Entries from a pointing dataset

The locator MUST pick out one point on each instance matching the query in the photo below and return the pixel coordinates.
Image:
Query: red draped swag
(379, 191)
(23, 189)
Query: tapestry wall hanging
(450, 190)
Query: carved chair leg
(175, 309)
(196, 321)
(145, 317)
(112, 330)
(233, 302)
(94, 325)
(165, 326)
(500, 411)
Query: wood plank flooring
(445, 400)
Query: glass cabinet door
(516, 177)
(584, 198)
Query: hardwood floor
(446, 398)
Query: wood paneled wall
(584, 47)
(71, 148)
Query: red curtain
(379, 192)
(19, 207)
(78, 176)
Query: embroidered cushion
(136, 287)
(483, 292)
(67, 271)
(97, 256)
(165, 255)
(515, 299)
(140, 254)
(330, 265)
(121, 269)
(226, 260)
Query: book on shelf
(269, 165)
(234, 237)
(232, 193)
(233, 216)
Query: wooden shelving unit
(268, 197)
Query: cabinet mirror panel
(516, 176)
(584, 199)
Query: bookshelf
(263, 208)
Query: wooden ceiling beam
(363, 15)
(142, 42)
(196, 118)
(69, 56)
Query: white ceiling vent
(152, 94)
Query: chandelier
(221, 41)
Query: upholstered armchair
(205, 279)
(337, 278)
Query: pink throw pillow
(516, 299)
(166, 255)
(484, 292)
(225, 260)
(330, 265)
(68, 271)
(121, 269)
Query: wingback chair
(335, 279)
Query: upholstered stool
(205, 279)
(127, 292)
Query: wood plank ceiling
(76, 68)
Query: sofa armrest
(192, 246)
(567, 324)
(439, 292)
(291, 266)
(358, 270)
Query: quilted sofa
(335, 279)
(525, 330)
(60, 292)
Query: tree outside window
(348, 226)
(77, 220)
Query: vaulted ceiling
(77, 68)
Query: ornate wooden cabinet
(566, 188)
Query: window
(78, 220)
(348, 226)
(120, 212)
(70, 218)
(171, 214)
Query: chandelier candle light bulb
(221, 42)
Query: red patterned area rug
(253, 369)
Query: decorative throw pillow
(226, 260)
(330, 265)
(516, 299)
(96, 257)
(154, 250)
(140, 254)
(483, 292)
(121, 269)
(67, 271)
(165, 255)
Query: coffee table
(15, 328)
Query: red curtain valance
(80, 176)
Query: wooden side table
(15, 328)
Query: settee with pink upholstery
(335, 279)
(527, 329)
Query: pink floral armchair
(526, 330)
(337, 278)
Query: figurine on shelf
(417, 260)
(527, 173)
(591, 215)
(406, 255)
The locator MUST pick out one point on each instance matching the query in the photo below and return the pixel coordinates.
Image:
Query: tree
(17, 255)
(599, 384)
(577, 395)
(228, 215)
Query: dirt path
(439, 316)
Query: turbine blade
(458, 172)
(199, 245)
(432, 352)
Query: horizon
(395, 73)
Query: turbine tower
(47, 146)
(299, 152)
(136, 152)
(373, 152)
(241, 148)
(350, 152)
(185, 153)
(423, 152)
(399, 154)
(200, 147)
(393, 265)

Aim of the exercise
Your task is to transcribe the material exactly.

Full response
The locator MUST pick out one point on each instance matching the query in the photo below and return the pixel coordinates.
Image:
Query: red draped swag
(379, 191)
(23, 189)
Query: tapestry wall hanging
(450, 190)
Query: carved chair leg
(175, 309)
(196, 321)
(145, 317)
(112, 330)
(233, 302)
(94, 325)
(165, 326)
(500, 411)
Query: wood plank flooring
(445, 400)
Query: glass cabinet door
(516, 177)
(584, 198)
Query: hardwood floor
(446, 398)
Query: wood paneled wall
(584, 47)
(71, 148)
Query: red curtain
(379, 192)
(19, 207)
(78, 176)
Query: embroidered cushion
(136, 287)
(483, 292)
(67, 271)
(97, 256)
(165, 255)
(515, 299)
(140, 254)
(330, 265)
(121, 269)
(226, 260)
Query: book on shelf
(269, 165)
(234, 237)
(232, 193)
(233, 216)
Query: wooden shelving unit
(268, 197)
Query: cabinet mirror panel
(516, 176)
(584, 199)
Query: bookshelf
(263, 208)
Query: wooden ceiling beam
(363, 15)
(142, 42)
(196, 118)
(69, 56)
Query: white ceiling vent
(152, 94)
Query: chandelier
(221, 41)
Query: upholstered armchair
(205, 279)
(337, 278)
Query: pink throw pillow
(516, 299)
(166, 255)
(484, 292)
(225, 260)
(330, 265)
(68, 271)
(121, 269)
Query: wingback chair
(335, 279)
Query: upholstered stool
(205, 279)
(127, 292)
Query: wood plank ceiling
(76, 68)
Query: sofa armrest
(192, 246)
(567, 324)
(439, 292)
(291, 266)
(358, 270)
Query: quilted sofa
(335, 279)
(525, 330)
(60, 292)
Query: tree outside window
(348, 226)
(77, 220)
Query: vaulted ceiling
(77, 68)
Query: ornate wooden cabinet
(566, 188)
Query: window
(78, 220)
(348, 226)
(120, 212)
(70, 218)
(171, 214)
Query: chandelier candle light bulb
(221, 42)
Query: red patterned area rug
(253, 369)
Query: decorative throw pillow
(226, 260)
(330, 265)
(516, 299)
(96, 257)
(154, 250)
(140, 254)
(483, 292)
(121, 269)
(67, 271)
(165, 255)
Query: coffee table
(15, 328)
Query: red curtain valance
(80, 176)
Query: wooden side table
(15, 328)
Query: settee with pink upholstery
(335, 279)
(527, 329)
Query: pink floral armchair
(526, 330)
(337, 278)
Query: figurine on shelf
(417, 260)
(527, 173)
(591, 215)
(406, 255)
The locator MUST pick out one point on each instance matching the query in the photo below and return the pixel coordinates.
Image:
Query: tree
(17, 255)
(599, 384)
(577, 395)
(228, 215)
Query: dirt path
(439, 316)
Query: turbine blade
(458, 172)
(199, 245)
(432, 352)
Query: horizon
(395, 73)
Query: turbine tower
(47, 146)
(299, 152)
(136, 152)
(373, 152)
(241, 148)
(350, 152)
(185, 153)
(423, 152)
(399, 154)
(200, 147)
(393, 265)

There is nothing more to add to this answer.